§ Excerpt to read:
══════

Why This Product is Life-Changing for Businesses
Term loans are the workhorse of alternative business lending — providing lump-sum capital with fixed repayment schedules that let businesses invest in growth with predictable costs. Unlike lines of credit (draw as needed) or MCAs (factor-rate advances against future revenue), term loans are purpose-built for specific, transformative investments: equipment, expansion, acquisitions, and hiring.
Verified Case Studies
1. CF Webtools — Seasonal Bridge to 40-Employee Growth
- Business: Enterprise software consulting (Omaha, NE)
- Problem: Revenue dried up during summer and holidays; bank approved less than one-third of what was needed
- Solution: OnDeck term loan + line of credit for payroll during lean months
- Outcome: Grew from a small operation to 40+ U.S.-based employees. Owner stated: "Without our loans from OnDeck, we could not have grown as fast. We could not have hired as fast."
- Sources: OnDeck Success Story, OnDeck Reviews
2. Aran+Franklin Engineering — Working Capital to Fund Out-of-State Acquisition
- Business: Civil/structural/environmental engineering firm (Texas City, TX)

══════

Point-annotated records
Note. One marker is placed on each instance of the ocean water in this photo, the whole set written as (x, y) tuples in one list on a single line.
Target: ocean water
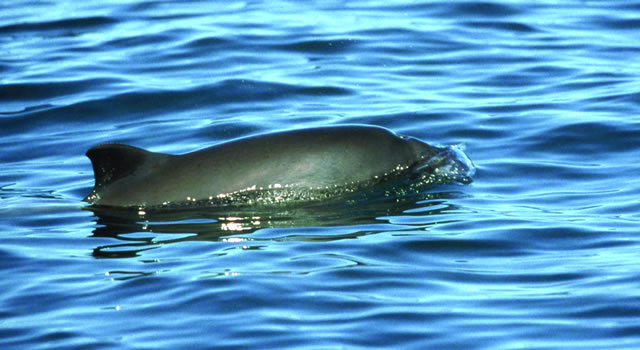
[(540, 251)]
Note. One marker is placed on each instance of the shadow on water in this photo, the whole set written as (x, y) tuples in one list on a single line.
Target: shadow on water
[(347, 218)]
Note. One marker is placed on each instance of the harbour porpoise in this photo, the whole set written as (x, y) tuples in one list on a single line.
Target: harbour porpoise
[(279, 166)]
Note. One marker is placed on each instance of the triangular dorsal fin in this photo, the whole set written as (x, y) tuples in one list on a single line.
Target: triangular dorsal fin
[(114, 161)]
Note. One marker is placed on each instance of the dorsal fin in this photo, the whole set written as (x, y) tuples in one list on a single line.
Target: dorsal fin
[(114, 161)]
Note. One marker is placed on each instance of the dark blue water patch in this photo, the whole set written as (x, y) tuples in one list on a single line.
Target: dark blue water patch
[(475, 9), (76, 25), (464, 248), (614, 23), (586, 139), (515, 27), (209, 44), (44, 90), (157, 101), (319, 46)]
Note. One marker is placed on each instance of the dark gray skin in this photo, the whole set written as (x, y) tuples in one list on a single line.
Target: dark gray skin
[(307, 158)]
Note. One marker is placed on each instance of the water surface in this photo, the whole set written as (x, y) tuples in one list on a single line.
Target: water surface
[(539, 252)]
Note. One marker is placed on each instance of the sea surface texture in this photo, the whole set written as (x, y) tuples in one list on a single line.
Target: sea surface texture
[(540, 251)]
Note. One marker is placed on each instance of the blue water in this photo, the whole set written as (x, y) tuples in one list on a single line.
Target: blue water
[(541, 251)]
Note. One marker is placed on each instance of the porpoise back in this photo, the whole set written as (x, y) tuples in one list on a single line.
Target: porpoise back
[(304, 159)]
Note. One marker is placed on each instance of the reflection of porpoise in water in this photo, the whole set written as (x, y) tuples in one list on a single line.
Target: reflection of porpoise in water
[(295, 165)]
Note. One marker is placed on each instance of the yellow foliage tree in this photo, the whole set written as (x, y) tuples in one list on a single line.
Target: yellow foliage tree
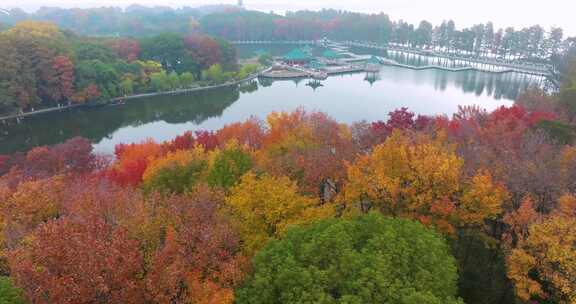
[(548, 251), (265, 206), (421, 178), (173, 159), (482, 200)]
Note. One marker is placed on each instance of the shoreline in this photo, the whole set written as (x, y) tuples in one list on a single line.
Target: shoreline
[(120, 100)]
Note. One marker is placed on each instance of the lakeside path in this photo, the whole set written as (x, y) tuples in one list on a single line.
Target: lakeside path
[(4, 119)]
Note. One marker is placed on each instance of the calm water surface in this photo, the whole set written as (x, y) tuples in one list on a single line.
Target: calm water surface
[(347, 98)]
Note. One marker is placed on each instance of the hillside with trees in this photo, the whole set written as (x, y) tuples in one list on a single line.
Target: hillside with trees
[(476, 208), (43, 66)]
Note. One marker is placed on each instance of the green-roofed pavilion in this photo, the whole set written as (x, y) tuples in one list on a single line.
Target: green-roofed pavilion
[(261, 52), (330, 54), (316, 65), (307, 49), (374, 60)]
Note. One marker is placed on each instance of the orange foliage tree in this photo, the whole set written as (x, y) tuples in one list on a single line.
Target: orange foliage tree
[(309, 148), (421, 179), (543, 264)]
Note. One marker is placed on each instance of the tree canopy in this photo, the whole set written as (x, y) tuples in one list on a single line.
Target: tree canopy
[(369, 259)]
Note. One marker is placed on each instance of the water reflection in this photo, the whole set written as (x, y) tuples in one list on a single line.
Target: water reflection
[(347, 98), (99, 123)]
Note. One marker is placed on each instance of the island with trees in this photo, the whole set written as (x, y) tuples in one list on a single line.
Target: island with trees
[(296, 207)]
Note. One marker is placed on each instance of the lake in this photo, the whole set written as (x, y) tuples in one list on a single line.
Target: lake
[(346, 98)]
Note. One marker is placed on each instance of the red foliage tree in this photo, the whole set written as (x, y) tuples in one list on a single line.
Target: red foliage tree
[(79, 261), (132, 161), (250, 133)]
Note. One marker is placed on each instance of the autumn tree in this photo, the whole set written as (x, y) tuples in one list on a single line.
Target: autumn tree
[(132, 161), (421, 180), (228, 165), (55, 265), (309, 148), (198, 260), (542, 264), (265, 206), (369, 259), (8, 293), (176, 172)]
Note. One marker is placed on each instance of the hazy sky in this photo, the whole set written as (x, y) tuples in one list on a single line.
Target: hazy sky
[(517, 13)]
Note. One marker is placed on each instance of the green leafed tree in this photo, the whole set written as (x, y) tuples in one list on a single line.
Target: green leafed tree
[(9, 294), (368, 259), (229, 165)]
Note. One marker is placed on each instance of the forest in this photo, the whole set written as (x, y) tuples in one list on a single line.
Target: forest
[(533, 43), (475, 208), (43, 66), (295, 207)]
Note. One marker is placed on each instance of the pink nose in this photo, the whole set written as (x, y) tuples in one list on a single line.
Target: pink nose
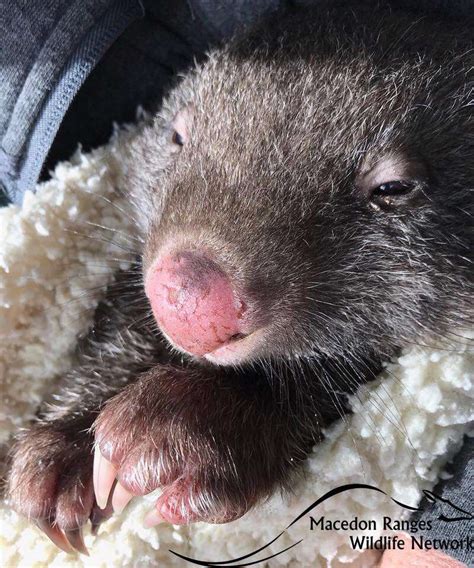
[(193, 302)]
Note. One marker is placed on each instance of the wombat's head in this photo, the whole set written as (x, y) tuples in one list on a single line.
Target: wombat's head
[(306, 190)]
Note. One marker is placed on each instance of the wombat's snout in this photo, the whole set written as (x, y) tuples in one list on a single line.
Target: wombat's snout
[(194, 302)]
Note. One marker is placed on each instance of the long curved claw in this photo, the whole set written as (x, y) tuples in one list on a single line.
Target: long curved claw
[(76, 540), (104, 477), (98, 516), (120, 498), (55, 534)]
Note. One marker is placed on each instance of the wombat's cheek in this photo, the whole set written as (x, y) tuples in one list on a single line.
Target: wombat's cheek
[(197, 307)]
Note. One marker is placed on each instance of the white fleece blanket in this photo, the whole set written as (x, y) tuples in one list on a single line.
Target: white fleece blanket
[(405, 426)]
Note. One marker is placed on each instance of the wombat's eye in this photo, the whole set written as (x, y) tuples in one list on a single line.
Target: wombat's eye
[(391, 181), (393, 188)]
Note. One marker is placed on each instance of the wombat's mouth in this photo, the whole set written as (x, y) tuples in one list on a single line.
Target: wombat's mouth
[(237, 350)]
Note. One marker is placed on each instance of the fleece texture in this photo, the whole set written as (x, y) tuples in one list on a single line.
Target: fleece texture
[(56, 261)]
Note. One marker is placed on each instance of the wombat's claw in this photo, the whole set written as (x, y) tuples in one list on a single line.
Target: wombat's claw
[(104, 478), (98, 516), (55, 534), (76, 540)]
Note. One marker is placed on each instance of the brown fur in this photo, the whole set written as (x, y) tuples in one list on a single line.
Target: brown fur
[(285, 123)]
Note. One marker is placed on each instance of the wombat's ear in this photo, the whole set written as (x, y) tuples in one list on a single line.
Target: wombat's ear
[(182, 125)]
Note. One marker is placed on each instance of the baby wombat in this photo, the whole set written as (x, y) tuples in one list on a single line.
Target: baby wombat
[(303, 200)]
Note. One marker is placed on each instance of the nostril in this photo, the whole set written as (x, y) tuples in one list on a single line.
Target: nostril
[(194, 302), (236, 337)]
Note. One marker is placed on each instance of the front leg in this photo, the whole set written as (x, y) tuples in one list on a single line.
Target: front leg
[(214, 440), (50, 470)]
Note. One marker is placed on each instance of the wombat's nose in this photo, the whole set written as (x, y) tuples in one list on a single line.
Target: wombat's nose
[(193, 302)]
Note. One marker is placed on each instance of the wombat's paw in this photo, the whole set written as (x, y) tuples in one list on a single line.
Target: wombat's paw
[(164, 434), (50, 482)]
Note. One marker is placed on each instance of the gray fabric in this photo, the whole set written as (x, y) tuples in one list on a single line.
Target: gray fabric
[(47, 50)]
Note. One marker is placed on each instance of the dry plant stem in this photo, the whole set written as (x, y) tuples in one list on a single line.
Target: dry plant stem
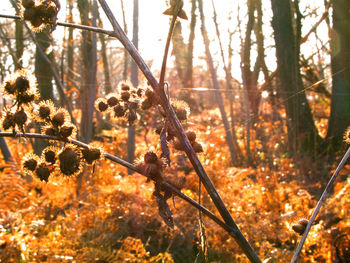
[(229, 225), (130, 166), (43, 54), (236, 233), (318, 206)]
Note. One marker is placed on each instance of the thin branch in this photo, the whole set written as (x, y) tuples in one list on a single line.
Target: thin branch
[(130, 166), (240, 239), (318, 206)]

══════

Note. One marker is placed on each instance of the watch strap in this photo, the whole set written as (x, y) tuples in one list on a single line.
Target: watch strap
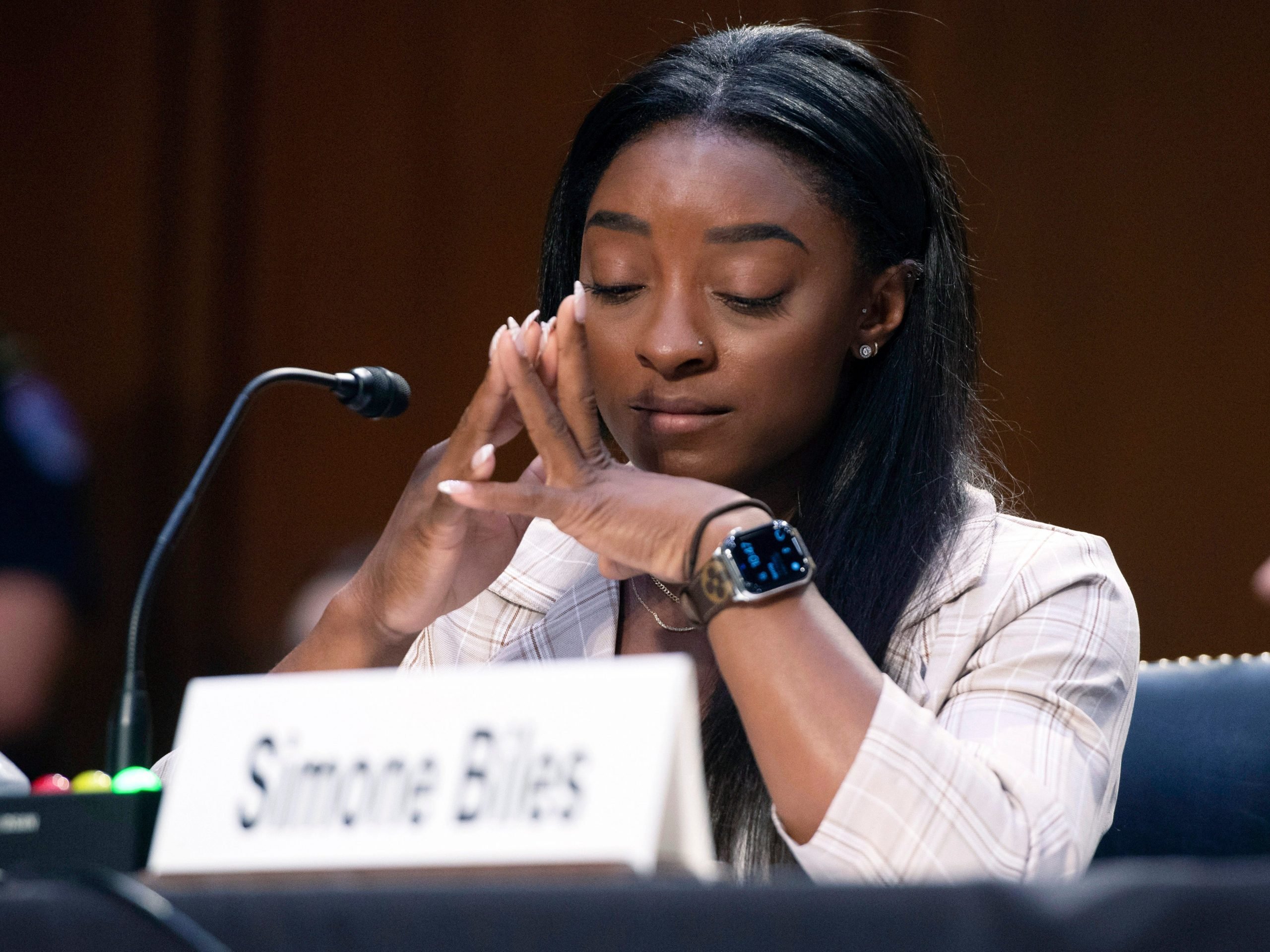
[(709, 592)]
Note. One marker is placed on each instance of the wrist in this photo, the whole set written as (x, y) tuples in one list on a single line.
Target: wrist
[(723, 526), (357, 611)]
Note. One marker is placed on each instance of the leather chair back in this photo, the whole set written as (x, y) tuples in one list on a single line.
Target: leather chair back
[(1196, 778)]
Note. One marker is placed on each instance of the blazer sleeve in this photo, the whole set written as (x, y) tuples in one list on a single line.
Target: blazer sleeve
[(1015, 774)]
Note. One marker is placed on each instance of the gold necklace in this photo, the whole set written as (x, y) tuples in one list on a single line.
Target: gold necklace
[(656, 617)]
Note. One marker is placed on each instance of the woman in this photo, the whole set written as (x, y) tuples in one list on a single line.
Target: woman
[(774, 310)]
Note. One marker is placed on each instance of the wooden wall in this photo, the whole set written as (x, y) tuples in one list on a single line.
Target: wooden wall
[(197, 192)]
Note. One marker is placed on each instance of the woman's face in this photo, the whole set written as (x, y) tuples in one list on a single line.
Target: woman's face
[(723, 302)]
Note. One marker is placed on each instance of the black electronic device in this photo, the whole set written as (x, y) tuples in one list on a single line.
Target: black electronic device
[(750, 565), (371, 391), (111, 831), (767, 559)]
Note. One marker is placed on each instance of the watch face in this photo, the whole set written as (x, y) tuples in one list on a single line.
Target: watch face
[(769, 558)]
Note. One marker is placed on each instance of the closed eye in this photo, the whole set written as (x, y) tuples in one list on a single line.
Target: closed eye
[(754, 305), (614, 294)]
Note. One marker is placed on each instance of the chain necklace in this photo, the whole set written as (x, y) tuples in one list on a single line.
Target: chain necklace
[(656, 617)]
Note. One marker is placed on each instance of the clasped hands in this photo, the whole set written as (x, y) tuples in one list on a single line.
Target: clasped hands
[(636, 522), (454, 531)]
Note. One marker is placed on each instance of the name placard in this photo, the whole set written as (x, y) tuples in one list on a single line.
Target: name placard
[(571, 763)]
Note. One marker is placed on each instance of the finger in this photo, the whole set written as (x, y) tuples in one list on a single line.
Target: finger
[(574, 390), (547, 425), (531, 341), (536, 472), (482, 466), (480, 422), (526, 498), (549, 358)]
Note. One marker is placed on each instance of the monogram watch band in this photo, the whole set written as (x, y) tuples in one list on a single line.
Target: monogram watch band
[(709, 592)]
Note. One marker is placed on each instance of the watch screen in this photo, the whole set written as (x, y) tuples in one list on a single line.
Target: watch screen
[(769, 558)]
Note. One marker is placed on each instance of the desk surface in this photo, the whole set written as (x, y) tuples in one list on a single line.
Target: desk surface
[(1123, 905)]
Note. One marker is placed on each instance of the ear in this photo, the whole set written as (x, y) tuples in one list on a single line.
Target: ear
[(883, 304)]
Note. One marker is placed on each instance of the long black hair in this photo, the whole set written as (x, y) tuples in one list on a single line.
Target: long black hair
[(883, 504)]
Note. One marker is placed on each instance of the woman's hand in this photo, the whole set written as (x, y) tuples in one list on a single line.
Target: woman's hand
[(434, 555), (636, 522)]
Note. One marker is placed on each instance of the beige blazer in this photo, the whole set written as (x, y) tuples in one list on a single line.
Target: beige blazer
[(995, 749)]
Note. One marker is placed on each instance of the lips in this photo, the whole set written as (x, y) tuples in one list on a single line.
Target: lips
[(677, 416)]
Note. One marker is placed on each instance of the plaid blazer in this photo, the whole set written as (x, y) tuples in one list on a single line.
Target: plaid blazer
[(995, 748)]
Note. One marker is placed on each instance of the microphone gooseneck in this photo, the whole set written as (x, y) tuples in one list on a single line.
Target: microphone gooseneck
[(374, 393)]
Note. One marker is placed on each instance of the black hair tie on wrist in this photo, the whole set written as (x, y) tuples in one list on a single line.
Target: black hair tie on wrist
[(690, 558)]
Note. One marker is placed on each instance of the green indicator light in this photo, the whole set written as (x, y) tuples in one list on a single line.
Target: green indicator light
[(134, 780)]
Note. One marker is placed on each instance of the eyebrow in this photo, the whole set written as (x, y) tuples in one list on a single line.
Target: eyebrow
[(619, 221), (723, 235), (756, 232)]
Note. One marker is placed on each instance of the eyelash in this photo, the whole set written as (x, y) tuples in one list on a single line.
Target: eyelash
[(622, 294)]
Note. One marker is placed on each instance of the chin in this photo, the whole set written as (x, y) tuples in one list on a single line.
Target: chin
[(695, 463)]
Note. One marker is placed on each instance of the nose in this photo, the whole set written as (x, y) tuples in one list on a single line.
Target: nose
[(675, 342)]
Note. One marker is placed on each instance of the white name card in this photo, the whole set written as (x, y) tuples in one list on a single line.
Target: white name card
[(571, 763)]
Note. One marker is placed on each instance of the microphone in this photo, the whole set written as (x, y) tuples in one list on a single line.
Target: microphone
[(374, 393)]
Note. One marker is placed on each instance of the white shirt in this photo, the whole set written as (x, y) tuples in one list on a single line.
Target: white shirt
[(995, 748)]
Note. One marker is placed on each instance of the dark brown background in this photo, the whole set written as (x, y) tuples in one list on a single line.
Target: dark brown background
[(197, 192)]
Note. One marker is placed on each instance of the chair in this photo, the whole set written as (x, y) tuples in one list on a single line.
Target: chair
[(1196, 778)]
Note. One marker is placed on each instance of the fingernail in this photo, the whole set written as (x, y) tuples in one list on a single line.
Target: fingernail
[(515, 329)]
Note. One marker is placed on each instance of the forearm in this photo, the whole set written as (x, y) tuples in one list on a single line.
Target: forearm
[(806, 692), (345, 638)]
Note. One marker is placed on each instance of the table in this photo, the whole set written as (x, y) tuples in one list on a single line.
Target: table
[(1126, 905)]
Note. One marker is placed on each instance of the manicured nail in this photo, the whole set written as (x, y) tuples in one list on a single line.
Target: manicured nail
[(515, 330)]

══════

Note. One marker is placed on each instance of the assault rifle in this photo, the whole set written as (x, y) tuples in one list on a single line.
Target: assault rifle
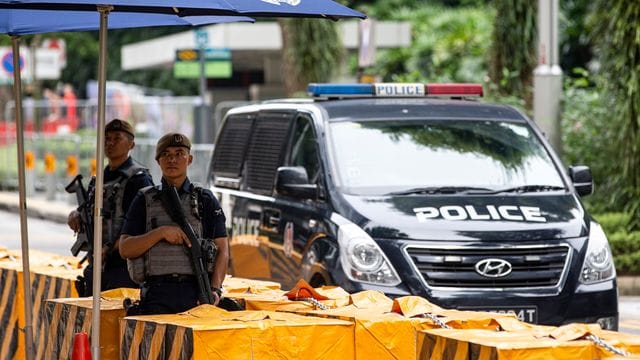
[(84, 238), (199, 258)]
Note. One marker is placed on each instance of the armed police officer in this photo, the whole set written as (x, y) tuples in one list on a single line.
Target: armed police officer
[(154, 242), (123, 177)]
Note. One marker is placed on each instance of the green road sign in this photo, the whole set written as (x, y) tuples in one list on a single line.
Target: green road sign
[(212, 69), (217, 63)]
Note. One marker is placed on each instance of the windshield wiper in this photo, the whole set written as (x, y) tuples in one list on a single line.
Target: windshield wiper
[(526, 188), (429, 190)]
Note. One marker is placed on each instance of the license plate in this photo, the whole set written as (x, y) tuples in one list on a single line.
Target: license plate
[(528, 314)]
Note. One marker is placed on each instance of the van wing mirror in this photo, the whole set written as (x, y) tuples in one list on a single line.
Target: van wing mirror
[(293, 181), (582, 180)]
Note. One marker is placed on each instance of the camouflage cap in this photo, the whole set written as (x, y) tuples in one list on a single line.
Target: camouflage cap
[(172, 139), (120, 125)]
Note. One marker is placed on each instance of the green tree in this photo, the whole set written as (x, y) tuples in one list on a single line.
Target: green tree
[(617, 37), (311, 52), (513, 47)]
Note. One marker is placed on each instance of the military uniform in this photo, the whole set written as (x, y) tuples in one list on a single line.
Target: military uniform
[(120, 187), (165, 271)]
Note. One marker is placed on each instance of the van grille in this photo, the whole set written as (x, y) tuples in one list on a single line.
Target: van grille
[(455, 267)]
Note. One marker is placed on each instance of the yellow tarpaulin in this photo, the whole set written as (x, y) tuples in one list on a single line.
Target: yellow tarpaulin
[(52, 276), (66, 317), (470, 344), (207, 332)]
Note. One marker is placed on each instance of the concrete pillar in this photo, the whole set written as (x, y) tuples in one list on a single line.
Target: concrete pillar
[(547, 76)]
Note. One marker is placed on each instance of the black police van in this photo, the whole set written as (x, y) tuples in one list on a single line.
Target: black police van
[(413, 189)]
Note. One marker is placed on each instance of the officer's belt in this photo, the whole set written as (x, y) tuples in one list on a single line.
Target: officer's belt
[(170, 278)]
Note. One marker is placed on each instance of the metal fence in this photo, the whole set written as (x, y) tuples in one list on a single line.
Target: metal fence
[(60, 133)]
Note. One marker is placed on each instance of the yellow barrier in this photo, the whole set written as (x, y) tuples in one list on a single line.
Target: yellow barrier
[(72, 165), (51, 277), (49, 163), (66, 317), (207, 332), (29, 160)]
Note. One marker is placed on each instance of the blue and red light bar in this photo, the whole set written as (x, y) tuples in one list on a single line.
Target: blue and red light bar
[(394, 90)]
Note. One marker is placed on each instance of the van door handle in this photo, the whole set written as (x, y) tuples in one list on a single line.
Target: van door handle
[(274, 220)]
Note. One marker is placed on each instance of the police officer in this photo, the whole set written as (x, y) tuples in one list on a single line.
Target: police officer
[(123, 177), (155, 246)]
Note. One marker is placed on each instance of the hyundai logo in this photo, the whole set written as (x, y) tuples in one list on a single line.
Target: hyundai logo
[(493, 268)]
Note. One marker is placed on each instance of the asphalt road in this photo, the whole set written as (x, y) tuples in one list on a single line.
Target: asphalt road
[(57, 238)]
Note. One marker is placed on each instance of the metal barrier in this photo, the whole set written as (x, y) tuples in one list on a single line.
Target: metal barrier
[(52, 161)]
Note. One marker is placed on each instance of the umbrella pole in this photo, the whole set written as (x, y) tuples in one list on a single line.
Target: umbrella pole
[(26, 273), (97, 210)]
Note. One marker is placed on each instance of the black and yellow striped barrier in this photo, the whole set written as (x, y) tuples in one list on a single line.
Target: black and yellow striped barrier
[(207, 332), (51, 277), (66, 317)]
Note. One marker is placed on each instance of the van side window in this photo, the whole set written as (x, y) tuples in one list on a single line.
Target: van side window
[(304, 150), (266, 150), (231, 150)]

══════

§ Complete the following:
A: Rewrite the term loan case studies from the words "- Problem: Revenue" through "(Texas City, TX)", replacing "OnDeck" with "BlueVine".
B: Continue the term loan case studies from their last line.

§ Outputs in order:
A:
- Problem: Revenue dried up during summer and holidays; bank approved less than one-third of what was needed
- Solution: BlueVine term loan + line of credit for payroll during lean months
- Outcome: Grew from a small operation to 40+ U.S.-based employees. Owner stated: "Without our loans from BlueVine, we could not have grown as fast. We could not have hired as fast."
- Sources: BlueVine Success Story, BlueVine Reviews
2. Aran+Franklin Engineering — Working Capital to Fund Out-of-State Acquisition
- Business: Civil/structural/environmental engineering firm (Texas City, TX)

B:
- Problem: Project-based revenue created unpredictable cash flow; saw opportunity to acquire a Florida firm
- Solution: Kabbage Funding (now AmEx Business Line of Credit) for working capital and acquisition
- Outcome: Stabilized cash flow, retained skilled engineers through lean periods, and acquired a Florida firm — now licensed in TX, FL, LA, NJ, and NY
- Sources: American Express Newsroom, Aran+Franklin About
3. The Buttered Tin — $250K CDFI Startup Loan to 40+ Employees
- Business: Bakery and event space (St. Paul, MN)
- Problem: Needed startup capital; banks wouldn't lend to a new bakery concept
- Solution: $250K startup loan from a CDFI (2013), followed by SBA 7(a) expansion loan (2021)
- Outcome: Grew from startup to 40+ employees, now opening a third location
- Sources: CRF Case Study, Bring Me The News, Voyage Minnesota
4. Commercial Manufacturer — $1M to Double Production Capacity
- Business: Commercial manufacturing (anonymized, via Fora Financial)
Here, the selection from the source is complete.